Object location annotation data:

········

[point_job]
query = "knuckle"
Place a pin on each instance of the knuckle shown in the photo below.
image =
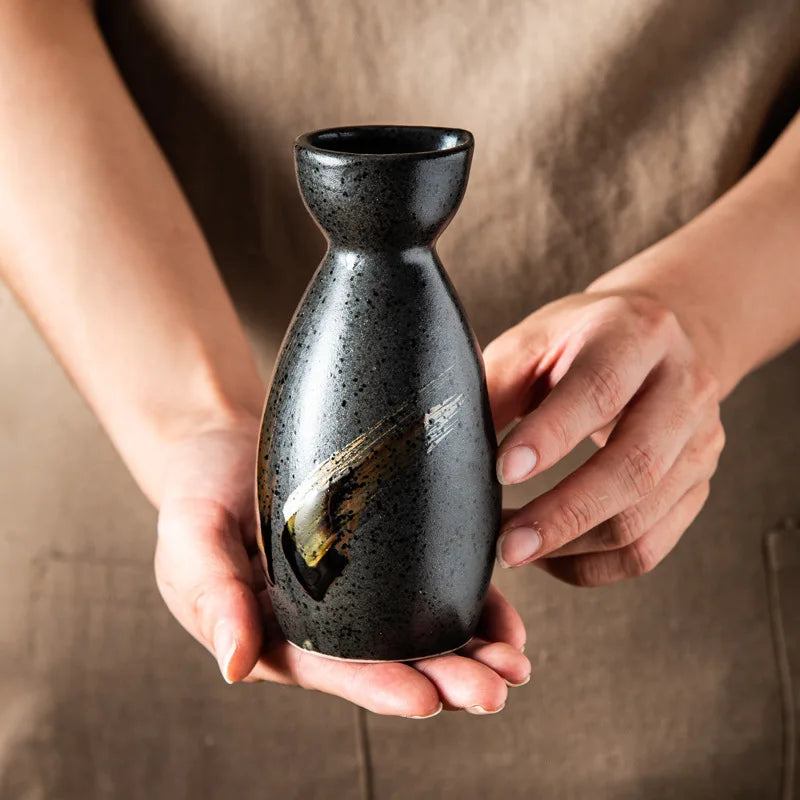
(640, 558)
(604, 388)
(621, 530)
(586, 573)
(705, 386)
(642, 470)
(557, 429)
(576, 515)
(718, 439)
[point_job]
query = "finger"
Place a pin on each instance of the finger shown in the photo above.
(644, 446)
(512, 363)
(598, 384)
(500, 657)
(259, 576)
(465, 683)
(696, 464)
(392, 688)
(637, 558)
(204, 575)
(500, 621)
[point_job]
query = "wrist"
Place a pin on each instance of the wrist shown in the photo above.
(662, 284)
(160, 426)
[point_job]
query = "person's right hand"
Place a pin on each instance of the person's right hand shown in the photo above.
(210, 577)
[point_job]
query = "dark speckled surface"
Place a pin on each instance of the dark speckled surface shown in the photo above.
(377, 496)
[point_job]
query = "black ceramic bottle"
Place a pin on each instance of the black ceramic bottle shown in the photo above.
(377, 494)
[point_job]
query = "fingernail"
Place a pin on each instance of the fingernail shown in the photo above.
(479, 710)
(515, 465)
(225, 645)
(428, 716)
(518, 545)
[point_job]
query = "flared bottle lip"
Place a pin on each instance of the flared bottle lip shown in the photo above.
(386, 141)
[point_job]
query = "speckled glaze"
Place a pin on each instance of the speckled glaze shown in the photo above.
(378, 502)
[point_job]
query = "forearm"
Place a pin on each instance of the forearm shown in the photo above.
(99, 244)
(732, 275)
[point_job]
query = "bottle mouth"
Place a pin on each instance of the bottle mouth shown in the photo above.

········

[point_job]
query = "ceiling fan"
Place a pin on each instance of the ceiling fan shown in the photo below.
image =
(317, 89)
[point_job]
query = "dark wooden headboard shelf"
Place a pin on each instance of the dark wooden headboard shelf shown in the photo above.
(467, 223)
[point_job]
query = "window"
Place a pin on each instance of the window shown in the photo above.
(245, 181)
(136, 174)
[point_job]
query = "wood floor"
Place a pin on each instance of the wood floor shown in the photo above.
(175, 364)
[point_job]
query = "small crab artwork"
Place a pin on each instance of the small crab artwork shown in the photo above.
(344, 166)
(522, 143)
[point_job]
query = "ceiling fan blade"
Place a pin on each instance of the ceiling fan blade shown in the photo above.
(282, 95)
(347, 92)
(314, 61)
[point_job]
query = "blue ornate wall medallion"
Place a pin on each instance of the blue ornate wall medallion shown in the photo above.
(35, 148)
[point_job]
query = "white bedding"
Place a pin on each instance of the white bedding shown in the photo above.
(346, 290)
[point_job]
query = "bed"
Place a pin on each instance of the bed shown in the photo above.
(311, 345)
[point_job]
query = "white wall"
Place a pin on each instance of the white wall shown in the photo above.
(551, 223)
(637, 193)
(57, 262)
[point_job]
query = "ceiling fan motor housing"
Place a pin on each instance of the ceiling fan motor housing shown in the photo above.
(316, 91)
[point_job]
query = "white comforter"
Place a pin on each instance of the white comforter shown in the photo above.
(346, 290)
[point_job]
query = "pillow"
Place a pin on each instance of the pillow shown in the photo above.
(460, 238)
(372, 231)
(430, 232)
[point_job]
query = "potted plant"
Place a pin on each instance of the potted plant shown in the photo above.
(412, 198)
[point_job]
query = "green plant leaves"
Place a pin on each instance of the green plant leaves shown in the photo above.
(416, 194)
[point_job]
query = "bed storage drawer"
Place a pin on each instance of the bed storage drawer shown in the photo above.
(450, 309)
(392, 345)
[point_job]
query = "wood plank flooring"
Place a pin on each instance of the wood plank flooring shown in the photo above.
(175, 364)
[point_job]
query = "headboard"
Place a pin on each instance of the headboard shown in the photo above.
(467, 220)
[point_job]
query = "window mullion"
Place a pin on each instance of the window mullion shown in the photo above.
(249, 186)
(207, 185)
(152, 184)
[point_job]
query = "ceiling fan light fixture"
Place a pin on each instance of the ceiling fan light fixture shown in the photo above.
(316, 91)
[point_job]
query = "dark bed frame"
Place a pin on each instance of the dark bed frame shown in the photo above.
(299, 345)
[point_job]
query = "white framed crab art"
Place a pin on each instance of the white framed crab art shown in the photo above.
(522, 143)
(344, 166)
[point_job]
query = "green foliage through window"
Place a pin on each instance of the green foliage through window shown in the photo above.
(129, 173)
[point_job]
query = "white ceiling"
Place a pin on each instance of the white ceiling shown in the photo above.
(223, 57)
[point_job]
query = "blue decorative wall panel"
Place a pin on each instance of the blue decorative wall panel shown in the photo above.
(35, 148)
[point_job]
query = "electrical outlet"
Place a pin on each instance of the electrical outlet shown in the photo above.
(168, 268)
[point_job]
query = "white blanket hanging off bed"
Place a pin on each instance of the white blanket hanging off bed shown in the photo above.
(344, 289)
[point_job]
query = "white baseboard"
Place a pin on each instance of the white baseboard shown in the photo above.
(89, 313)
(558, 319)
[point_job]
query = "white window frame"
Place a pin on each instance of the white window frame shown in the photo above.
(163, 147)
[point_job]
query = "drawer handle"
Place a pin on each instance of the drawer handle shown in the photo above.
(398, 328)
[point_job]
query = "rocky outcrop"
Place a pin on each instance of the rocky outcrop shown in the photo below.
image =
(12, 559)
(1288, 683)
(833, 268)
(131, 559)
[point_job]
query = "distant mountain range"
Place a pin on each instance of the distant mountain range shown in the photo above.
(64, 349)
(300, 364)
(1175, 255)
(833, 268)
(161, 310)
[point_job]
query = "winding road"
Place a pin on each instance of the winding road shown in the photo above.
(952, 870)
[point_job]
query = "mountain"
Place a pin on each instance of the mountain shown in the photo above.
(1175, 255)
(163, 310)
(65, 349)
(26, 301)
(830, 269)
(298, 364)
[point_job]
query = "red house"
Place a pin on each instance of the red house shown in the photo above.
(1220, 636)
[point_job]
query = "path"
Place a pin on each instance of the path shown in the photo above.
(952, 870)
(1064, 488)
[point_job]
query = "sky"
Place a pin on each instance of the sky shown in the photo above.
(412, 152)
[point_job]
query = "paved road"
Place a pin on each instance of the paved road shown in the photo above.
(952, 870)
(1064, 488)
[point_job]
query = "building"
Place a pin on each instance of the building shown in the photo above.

········

▶ **Task statement**
Filter the rows above, copying every line that contains the word "drawer". Case counts.

▶ **Output for this task**
query = "bed storage drawer"
Place a pin on each instance of the bed storage drawer shown in the photo above.
query = "drawer handle"
Place a pin on each instance of the drawer handle shown in the photo above.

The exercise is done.